What you will do:
Word for word, copy all the data and drop the pictures.

Data for this exercise:
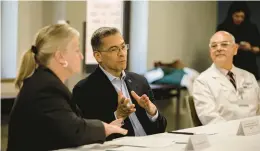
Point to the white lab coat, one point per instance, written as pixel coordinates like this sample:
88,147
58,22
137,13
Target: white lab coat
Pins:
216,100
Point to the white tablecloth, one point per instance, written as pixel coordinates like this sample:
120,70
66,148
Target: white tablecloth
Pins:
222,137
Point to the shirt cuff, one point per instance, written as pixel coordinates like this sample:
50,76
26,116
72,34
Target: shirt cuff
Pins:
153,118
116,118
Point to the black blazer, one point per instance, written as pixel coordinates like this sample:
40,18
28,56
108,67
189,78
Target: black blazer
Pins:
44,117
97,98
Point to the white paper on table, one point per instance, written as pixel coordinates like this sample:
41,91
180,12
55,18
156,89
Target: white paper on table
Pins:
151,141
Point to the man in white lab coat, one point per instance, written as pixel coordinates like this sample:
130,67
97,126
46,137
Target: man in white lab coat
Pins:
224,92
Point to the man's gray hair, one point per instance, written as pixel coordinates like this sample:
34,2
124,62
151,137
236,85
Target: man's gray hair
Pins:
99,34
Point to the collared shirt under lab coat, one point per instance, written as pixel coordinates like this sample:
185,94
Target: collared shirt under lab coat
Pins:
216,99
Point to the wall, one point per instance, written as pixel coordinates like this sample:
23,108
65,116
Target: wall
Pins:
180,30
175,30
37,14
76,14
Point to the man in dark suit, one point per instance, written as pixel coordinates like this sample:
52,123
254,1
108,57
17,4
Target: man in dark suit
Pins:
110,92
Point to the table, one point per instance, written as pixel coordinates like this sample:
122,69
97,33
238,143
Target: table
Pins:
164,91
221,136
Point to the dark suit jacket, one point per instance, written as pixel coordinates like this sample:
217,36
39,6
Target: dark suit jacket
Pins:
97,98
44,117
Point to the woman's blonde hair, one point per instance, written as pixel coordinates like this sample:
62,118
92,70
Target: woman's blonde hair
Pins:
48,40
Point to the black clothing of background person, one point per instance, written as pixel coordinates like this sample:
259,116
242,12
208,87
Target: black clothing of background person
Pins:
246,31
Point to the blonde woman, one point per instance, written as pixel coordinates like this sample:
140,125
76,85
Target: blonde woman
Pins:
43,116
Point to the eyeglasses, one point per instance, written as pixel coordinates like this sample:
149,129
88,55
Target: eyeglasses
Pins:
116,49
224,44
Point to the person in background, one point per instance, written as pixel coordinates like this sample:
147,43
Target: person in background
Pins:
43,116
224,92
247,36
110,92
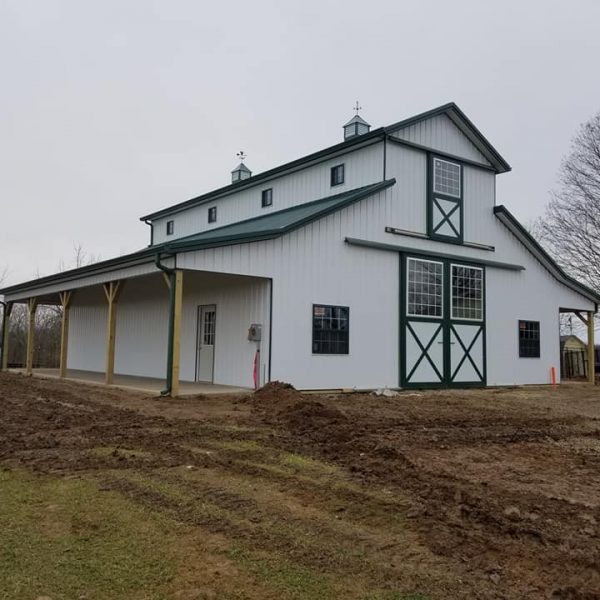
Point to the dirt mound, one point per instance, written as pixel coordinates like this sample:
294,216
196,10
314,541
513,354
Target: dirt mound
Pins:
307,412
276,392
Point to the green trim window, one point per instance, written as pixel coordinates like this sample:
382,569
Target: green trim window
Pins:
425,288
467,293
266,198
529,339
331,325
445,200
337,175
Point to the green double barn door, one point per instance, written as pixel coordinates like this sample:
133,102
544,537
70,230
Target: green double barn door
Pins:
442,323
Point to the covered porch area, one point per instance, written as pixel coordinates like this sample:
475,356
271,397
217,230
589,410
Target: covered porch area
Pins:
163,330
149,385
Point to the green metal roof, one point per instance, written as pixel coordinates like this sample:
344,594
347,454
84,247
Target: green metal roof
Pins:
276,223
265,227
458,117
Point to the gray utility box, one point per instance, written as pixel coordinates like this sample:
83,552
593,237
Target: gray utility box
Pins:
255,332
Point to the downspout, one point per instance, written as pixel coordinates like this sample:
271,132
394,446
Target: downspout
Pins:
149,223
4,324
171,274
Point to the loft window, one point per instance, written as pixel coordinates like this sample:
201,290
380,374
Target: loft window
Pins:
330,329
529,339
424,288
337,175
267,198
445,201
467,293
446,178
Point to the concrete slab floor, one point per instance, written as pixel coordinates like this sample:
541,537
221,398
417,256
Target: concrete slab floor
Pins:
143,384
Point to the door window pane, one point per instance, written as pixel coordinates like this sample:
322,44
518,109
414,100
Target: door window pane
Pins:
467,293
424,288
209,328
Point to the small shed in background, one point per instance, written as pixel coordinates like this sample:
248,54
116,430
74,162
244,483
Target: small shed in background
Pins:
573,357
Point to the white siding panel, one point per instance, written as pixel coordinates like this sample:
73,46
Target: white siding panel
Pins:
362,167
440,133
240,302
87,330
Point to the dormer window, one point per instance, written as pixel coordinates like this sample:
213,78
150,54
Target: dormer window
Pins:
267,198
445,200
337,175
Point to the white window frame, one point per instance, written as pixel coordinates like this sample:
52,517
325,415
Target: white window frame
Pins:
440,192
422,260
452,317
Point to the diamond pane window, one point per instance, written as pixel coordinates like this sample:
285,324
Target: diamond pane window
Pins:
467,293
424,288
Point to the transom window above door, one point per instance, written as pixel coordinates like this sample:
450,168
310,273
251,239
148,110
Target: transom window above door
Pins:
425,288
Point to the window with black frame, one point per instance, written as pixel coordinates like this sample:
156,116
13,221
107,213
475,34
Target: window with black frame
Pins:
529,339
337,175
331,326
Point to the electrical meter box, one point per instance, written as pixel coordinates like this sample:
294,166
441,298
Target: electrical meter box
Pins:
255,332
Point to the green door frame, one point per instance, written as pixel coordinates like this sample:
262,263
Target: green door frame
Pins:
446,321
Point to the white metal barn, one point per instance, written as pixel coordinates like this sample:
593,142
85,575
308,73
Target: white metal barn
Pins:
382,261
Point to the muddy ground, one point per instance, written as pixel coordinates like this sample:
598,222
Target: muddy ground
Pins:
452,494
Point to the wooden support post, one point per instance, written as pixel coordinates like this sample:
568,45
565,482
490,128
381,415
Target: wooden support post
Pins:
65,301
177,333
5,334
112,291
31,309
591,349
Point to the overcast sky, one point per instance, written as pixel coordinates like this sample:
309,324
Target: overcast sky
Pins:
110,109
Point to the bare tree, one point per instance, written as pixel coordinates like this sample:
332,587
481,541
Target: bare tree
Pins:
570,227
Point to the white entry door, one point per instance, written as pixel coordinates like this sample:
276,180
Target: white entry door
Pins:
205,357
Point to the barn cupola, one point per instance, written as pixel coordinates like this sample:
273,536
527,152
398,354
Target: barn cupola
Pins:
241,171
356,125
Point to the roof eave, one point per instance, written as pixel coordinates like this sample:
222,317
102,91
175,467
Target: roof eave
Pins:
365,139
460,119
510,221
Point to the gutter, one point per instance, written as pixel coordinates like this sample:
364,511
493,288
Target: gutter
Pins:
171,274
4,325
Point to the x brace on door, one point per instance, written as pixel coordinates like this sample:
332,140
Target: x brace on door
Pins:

Exercise solution:
Point to the white lab coat, one point per instance, written as pixel coordinates like this sample:
88,147
58,22
137,13
Target: white lab coat
Pins:
216,100
Point to the white tablecloth, one point per instance, written as pixel coordinates like this sample:
120,70
66,148
Target: white tablecloth
Pins:
222,137
Point to the shirt cuff, one point per instance, written as pixel coordinates like this sample:
50,76
26,116
72,34
Target: shirt cuff
Pins:
153,118
116,118
Point to the black blazer, one point per instance, written as pixel coordinates like this sample:
40,18
28,56
108,67
189,78
Target: black blazer
Pins:
44,117
97,98
Point to the white paper on table, one point per instance, written as pixel coordinates like this sample:
41,91
180,12
55,18
156,89
Target: white paper on table
Pins:
151,141
Point to the man in white lab coat, one point per instance, written as pixel coordinates like this sample:
130,67
97,126
46,137
Target: man in white lab coat
Pins:
224,92
Point to the man's gray hair, one point per instance, written as pixel coordinates like this sample:
34,2
124,62
151,137
236,85
Target: man's gray hair
Pins:
99,34
Point to the collared shirt under lab coat, one point per instance, written as pixel coordinates like this sample:
185,94
Target: collared shirt under lab coat
Pins:
216,99
Point to the wall, one point per instance, written as pixel coordinates like this sample:
23,108
65,116
Target: wall
Pins:
180,30
175,30
37,14
76,14
Point to the man in dark suit, one point per instance, written as pixel coordinates like this sample:
52,123
254,1
108,57
17,4
Target: man in dark suit
Pins:
110,92
Point to the table, one point per instance, written as pixel coordinates like this sample:
122,69
97,33
238,143
Target: table
Pins:
164,91
221,136
Point to the dark suit jacket, one point per instance, written as pixel coordinates like this sample:
217,36
39,6
Target: dark suit jacket
Pins:
97,98
44,117
Point to the woman's blonde hair, one point per instance, written as pixel coordinates like this sample:
62,118
92,70
Target: woman's blonde hair
Pins:
48,40
Point to the black clothing of background person, one point per instance, written as pixel coordinates like this sample:
259,116
242,12
208,87
Target: black clothing of background person
Pins:
246,31
Point to the blonde woman, one point per instance, written as pixel coordinates like this sample:
140,125
76,85
Target: blonde woman
Pins:
43,116
Point to the eyeglasses, one point per instance, written as pixel coordinates like this sample:
149,129
88,55
Target: eyeglasses
Pins:
116,49
224,44
Point to the person in background, one point per instance, written as pixel coordinates like this sample:
147,43
Target: person in background
Pins:
43,116
224,92
247,36
110,92
Point to the dirt mound, one point per instance, written as pixel coordinates like this sample:
294,216
196,10
314,541
513,354
Target: dirt mound
Pins:
307,412
276,392
Point to the green trim window, one point per instance, written as pixel coordinates like this sample:
382,569
Target: green trim window
Pins:
425,288
467,293
266,198
529,339
331,325
445,200
337,175
Point to the green double barn door, one point per instance, written as pixel coordinates like this sample:
133,102
544,537
70,230
Target: green double barn door
Pins:
442,323
Point to the covered porch area, one point per instance, written as pixel coordinates like this sample:
475,356
271,397
217,230
589,410
Target: covered porch area
Pins:
163,330
149,385
Point to the green metal roof, one point per instance, written as pixel coordinates like this sample:
344,594
347,454
84,247
Target: green metal roof
Pins:
276,223
265,227
458,117
Point to the gray utility box, one point per instance, written as pixel coordinates like this sample:
83,552
593,237
Target: gray utility box
Pins:
255,332
Point to the downspout, one point per instance, written as pixel coordinates like this sample:
271,132
394,446
Target: downspout
Pins:
149,223
4,324
171,274
Point to the loft window, one point per instance, written as pixel coordinates like this sample:
201,290
380,374
Target: loft window
Pins:
330,329
529,339
424,288
337,175
267,198
445,201
467,293
446,178
Point to the concrete slab floor, one point per instance, written as pixel coordinates like this sample:
541,537
221,398
417,256
Target: concrete slab floor
Pins:
143,384
Point to the door window pane, one point per instance, written as pixel coordinates like this sample:
322,44
518,109
414,100
Target: door window pane
Pins:
467,293
424,288
209,328
Point to the small shed in background, one point per instance, written as pixel coordinates like this sample:
248,54
116,430
74,162
244,483
Target: small shed in background
Pins:
573,357
Point to the white siding panel, one point per instance, written as pixel coordinates like this sample:
73,46
Target: white siding panel
Pins:
362,167
440,133
240,302
87,330
Point to the dormer window, one point per instance, written as pixel coordinates like this sample:
213,78
150,54
Target: dormer window
Pins:
267,198
445,200
337,175
Point to the white window frame, one point per instance, written as pixel coordinates like this sample:
52,517
325,415
Target: white window frame
Pins:
440,192
422,260
452,317
Point to the diamond pane window, one point per instance, written as pixel coordinates like this sample:
285,324
Target: diamond pane window
Pins:
467,293
424,288
Point to the transom window above door, one point per instance, written as pixel coordinates like this sample:
450,168
310,273
251,239
148,110
Target: transom window above door
Pins:
425,288
Point to the window with black frame, one point per instance, written as pixel coordinates like this sample:
156,116
13,221
107,213
475,34
Target: window with black frame
Pins:
529,339
337,175
331,326
Point to the electrical meter box, one point per instance, written as pixel coordinates like this sample:
294,166
441,298
Target: electrical meter box
Pins:
255,332
Point to the green door frame, one point per instance, written as pixel coordinates like this sample:
262,263
Target: green door frame
Pins:
446,321
Point to the white metal barn, one point per instance, written as pixel coordinates like this sample:
593,142
85,575
308,73
Target: white metal barn
Pins:
382,261
Point to the muddy ground, one point per instance, written as pixel coordinates like this sample:
598,222
Target: muddy ground
Pins:
452,494
Point to the wooden support post, one point per instance, written as pixel coordinates like this sample:
568,45
565,482
490,128
381,415
Target: wooden support post
Pins:
65,301
177,333
5,334
112,291
31,309
591,349
Point to the overcast sky, one point per instance, written as pixel coordinates like this sample:
309,324
Target: overcast sky
Pins:
110,109
Point to the bare tree, one point per instance, written as pixel coordinates like this sample:
332,587
481,541
Target: bare tree
Pins:
570,227
Point to the white entry door, one point per instance, written as pixel coordinates like this sample:
276,180
Target: white entry door
Pins:
205,357
Point to the barn cupola, one point per instance, written as pixel coordinates like this sample:
273,536
527,152
398,354
Target: barn cupola
Pins:
241,171
356,125
Point to the roof eave, one point per instance, written as pixel coordinates like this sample:
222,317
102,91
175,467
Target: roof eave
Pins:
365,139
460,119
510,221
Point to the gutter, one point per instance, written as pixel coordinates like this sample:
364,511
493,288
Target: gutter
Pins:
171,274
4,325
Point to the x brace on door, one point per instance, written as pixel coordinates like this sample:
332,140
Target: x brace on door
Pins:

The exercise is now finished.